# [TASK BRIEF]
According to the passage on sex hormones and vascular reactivity, which two smooth muscle ion channel effects contribute to the acute relaxation effect of testosterone?

# [SOURCE DOCUMENT]
*** Block opens ***
Sex hormones exert multifaceted effects on vascular reactivity. Whereas many vascular effects of sex hormones are endothelium mediated (13, 16, 43), considerable evidence implicates vascular smooth muscle as a target. Acute administration of both estrogen and testosterone has been shown to relax arterial preparations in vitro (8, 9, 11). Similarly, acute administration of testosterone has been shown to increase anginal threshold in men with CHD (40). The acute relaxation effect of testosterone is due, in part, to the effects on smooth muscle ion channel activity; in particular, activation of large-conductance Ca²⁺-activated K⁺ channels (11, 39, 44) and inhibition of L-type Ca²⁺ channels (38). Thus ion channels contribute to many acute, presumably nongenomic, effects of sex hormones on vascular smooth muscle.
*** Block closes ***
(Collected data)
*** Block opens ***
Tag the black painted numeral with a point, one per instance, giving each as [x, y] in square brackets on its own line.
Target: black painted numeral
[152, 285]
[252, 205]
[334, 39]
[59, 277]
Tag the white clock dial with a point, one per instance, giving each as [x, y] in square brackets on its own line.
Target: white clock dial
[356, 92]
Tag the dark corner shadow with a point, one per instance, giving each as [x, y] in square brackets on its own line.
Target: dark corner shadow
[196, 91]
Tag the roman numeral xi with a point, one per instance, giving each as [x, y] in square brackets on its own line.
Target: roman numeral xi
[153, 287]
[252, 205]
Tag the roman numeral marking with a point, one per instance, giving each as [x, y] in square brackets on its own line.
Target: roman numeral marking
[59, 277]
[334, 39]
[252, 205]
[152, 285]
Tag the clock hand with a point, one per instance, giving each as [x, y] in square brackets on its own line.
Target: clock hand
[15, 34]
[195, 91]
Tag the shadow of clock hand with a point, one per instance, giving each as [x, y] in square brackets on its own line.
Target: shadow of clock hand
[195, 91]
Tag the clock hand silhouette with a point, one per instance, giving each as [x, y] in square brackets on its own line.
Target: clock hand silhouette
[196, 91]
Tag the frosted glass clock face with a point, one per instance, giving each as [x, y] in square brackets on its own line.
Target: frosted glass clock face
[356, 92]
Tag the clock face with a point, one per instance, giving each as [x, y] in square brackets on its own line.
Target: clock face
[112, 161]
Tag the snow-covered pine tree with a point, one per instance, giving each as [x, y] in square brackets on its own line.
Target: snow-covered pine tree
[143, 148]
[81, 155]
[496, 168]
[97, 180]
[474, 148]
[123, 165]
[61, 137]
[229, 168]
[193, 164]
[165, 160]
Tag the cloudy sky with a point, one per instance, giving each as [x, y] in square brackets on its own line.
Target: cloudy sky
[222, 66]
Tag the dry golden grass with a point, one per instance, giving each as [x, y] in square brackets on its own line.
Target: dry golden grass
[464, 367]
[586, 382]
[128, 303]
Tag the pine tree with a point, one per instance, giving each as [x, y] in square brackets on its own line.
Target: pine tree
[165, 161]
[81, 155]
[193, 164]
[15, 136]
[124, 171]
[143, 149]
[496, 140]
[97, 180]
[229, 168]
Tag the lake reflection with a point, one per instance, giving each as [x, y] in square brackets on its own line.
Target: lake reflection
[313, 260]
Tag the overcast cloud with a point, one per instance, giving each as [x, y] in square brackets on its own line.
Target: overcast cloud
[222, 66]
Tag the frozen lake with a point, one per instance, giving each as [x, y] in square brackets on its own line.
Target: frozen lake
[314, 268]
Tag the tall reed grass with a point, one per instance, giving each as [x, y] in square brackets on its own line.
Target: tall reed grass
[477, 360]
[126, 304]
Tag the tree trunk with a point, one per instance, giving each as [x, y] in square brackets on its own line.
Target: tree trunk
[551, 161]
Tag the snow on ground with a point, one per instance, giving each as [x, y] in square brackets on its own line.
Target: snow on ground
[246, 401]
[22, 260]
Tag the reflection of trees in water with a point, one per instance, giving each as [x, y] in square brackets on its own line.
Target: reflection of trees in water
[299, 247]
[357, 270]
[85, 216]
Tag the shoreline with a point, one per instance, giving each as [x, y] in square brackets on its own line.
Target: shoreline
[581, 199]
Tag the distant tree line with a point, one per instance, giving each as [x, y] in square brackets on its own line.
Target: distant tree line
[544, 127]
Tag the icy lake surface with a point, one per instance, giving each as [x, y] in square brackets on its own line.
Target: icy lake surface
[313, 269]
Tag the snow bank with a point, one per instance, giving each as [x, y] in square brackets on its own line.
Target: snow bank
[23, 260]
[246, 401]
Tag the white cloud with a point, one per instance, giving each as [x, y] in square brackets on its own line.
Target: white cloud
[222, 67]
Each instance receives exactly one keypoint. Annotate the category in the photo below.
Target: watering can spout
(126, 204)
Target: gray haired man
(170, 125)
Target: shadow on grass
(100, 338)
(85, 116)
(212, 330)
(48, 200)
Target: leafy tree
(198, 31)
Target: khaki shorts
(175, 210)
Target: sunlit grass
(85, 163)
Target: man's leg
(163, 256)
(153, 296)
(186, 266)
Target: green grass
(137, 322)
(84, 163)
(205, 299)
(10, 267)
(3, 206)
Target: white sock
*** Block closes ***
# [RESPONSE TO THE TASK]
Activation of large-conductance Ca²⁺-activated K⁺ channels and inhibition of L-type Ca²⁺ channels.